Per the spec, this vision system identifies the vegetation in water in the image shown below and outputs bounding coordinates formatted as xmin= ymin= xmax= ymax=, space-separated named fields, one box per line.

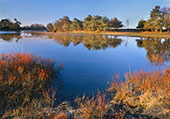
xmin=0 ymin=53 xmax=62 ymax=118
xmin=136 ymin=38 xmax=170 ymax=65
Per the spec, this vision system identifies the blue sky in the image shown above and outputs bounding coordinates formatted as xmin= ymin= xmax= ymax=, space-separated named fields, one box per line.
xmin=0 ymin=0 xmax=170 ymax=28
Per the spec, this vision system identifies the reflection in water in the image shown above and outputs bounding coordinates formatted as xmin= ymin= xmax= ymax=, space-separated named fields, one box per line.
xmin=0 ymin=33 xmax=22 ymax=42
xmin=136 ymin=38 xmax=170 ymax=65
xmin=32 ymin=34 xmax=122 ymax=50
xmin=0 ymin=33 xmax=170 ymax=65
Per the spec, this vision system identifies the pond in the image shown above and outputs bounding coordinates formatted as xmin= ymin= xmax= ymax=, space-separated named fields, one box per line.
xmin=0 ymin=32 xmax=170 ymax=101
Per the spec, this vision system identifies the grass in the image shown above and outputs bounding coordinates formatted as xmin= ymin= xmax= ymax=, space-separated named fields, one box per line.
xmin=0 ymin=53 xmax=62 ymax=118
xmin=0 ymin=53 xmax=170 ymax=119
xmin=108 ymin=67 xmax=170 ymax=118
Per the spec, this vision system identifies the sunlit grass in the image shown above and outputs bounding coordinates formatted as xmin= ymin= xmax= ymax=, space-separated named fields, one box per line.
xmin=0 ymin=53 xmax=62 ymax=116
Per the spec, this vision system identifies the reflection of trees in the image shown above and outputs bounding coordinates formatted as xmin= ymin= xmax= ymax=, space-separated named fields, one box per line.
xmin=0 ymin=33 xmax=22 ymax=42
xmin=36 ymin=35 xmax=122 ymax=50
xmin=136 ymin=38 xmax=170 ymax=65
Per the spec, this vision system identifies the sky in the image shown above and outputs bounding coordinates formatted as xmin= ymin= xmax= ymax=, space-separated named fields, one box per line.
xmin=0 ymin=0 xmax=170 ymax=28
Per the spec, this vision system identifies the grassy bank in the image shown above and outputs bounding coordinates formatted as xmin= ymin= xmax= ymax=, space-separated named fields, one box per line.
xmin=31 ymin=31 xmax=170 ymax=38
xmin=0 ymin=53 xmax=170 ymax=119
xmin=0 ymin=53 xmax=61 ymax=118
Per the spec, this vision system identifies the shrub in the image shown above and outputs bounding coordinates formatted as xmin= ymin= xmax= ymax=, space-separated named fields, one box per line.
xmin=109 ymin=67 xmax=170 ymax=116
xmin=0 ymin=53 xmax=62 ymax=116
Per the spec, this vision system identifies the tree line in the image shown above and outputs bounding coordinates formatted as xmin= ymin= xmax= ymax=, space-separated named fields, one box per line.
xmin=137 ymin=6 xmax=170 ymax=32
xmin=46 ymin=15 xmax=123 ymax=32
xmin=0 ymin=18 xmax=46 ymax=31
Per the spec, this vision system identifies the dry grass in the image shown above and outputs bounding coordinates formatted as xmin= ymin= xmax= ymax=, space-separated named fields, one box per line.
xmin=108 ymin=67 xmax=170 ymax=118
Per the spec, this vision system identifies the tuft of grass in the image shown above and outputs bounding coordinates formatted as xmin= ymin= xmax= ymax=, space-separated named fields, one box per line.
xmin=0 ymin=53 xmax=62 ymax=117
xmin=108 ymin=67 xmax=170 ymax=118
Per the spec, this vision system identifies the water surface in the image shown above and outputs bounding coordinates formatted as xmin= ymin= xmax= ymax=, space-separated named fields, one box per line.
xmin=0 ymin=32 xmax=170 ymax=100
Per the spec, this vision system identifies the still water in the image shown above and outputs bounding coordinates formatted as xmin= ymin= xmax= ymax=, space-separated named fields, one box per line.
xmin=0 ymin=32 xmax=170 ymax=100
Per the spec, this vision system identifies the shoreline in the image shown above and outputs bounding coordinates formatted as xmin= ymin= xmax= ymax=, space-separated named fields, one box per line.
xmin=31 ymin=31 xmax=170 ymax=38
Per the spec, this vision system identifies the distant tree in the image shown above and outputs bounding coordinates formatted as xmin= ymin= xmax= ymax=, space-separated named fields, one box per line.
xmin=109 ymin=17 xmax=123 ymax=29
xmin=46 ymin=23 xmax=53 ymax=32
xmin=161 ymin=8 xmax=170 ymax=32
xmin=83 ymin=15 xmax=93 ymax=30
xmin=54 ymin=16 xmax=72 ymax=31
xmin=99 ymin=16 xmax=109 ymax=31
xmin=136 ymin=19 xmax=146 ymax=29
xmin=71 ymin=18 xmax=83 ymax=30
xmin=144 ymin=6 xmax=163 ymax=32
xmin=0 ymin=19 xmax=21 ymax=30
xmin=83 ymin=15 xmax=109 ymax=31
xmin=126 ymin=19 xmax=129 ymax=29
xmin=30 ymin=24 xmax=46 ymax=30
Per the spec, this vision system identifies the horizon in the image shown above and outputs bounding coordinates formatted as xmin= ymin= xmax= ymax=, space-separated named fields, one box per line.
xmin=0 ymin=0 xmax=170 ymax=28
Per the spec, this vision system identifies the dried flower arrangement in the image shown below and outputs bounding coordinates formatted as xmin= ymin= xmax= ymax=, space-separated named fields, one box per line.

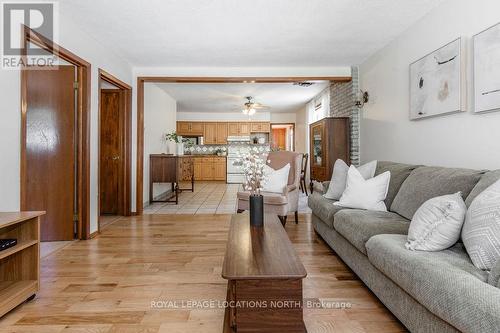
xmin=234 ymin=147 xmax=266 ymax=195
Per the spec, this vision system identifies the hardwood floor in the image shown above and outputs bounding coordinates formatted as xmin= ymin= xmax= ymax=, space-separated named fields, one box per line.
xmin=0 ymin=214 xmax=405 ymax=333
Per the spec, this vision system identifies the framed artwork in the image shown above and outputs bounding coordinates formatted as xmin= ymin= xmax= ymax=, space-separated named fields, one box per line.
xmin=474 ymin=23 xmax=500 ymax=112
xmin=410 ymin=38 xmax=465 ymax=120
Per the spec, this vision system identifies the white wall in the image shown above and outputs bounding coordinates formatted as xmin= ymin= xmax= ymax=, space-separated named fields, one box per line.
xmin=360 ymin=0 xmax=500 ymax=169
xmin=177 ymin=111 xmax=271 ymax=121
xmin=142 ymin=83 xmax=177 ymax=205
xmin=0 ymin=17 xmax=135 ymax=232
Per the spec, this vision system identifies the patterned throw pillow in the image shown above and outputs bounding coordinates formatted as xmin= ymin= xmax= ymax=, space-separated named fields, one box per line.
xmin=462 ymin=180 xmax=500 ymax=270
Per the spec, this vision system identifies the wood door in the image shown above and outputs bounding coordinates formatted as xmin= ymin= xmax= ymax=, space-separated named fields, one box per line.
xmin=214 ymin=158 xmax=226 ymax=180
xmin=227 ymin=123 xmax=240 ymax=136
xmin=239 ymin=123 xmax=250 ymax=135
xmin=217 ymin=123 xmax=227 ymax=144
xmin=189 ymin=122 xmax=204 ymax=135
xmin=21 ymin=65 xmax=76 ymax=241
xmin=203 ymin=123 xmax=217 ymax=145
xmin=99 ymin=89 xmax=124 ymax=215
xmin=177 ymin=121 xmax=190 ymax=135
xmin=201 ymin=158 xmax=214 ymax=180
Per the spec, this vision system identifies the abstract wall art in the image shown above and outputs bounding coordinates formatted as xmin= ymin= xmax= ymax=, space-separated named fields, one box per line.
xmin=474 ymin=24 xmax=500 ymax=112
xmin=410 ymin=38 xmax=465 ymax=120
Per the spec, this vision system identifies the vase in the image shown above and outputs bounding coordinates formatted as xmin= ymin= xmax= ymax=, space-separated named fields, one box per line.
xmin=250 ymin=194 xmax=264 ymax=227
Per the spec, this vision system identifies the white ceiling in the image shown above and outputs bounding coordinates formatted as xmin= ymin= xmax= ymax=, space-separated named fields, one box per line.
xmin=151 ymin=81 xmax=329 ymax=112
xmin=60 ymin=0 xmax=442 ymax=67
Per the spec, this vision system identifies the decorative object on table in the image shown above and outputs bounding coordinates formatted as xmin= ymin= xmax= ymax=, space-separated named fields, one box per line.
xmin=462 ymin=180 xmax=500 ymax=270
xmin=0 ymin=238 xmax=17 ymax=251
xmin=333 ymin=165 xmax=391 ymax=212
xmin=323 ymin=159 xmax=377 ymax=200
xmin=410 ymin=38 xmax=466 ymax=120
xmin=474 ymin=23 xmax=500 ymax=112
xmin=237 ymin=148 xmax=266 ymax=227
xmin=163 ymin=131 xmax=189 ymax=155
xmin=405 ymin=192 xmax=467 ymax=251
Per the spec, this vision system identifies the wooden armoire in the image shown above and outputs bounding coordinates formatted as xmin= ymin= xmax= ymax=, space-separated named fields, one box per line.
xmin=309 ymin=117 xmax=350 ymax=192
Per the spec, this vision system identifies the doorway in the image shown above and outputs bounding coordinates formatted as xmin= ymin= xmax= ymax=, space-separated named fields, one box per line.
xmin=20 ymin=27 xmax=90 ymax=241
xmin=271 ymin=123 xmax=295 ymax=151
xmin=98 ymin=70 xmax=132 ymax=230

#####

DIRECTIONS FOR THIS TASK:
Repeat the data starting at the line containing "Per the spec, this vision system identifies the white ceiling" and ending at the line containing "xmin=151 ymin=81 xmax=329 ymax=112", changing "white ceiling" to "gray ceiling" and leaving everything else as it is. Give only those lines.

RESULT FOR THIS TASK:
Per the spec, this vision system identifies the gray ceiling in the image shown above and outputs bounding coordinates formatted as xmin= ymin= xmax= ymax=, space-separated named fields, one box per line.
xmin=151 ymin=81 xmax=329 ymax=112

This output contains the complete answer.